Brief: Please repeat the entries below with every "wooden bench" swapped for "park bench" and everything else left unchanged. Leave the pictures out of your answer.

Items:

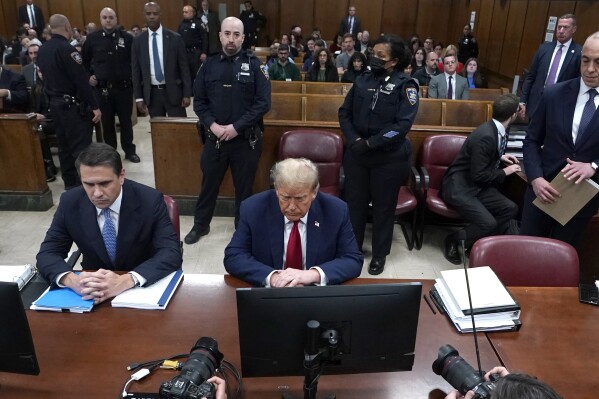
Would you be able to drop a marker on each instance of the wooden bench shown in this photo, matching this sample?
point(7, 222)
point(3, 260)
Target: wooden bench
point(23, 185)
point(310, 87)
point(475, 94)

Full answer:
Would you be able to drop a marker on each instance of the park bench shown in this photo, matching this sample?
point(7, 222)
point(3, 260)
Target: park bench
point(23, 185)
point(310, 87)
point(475, 94)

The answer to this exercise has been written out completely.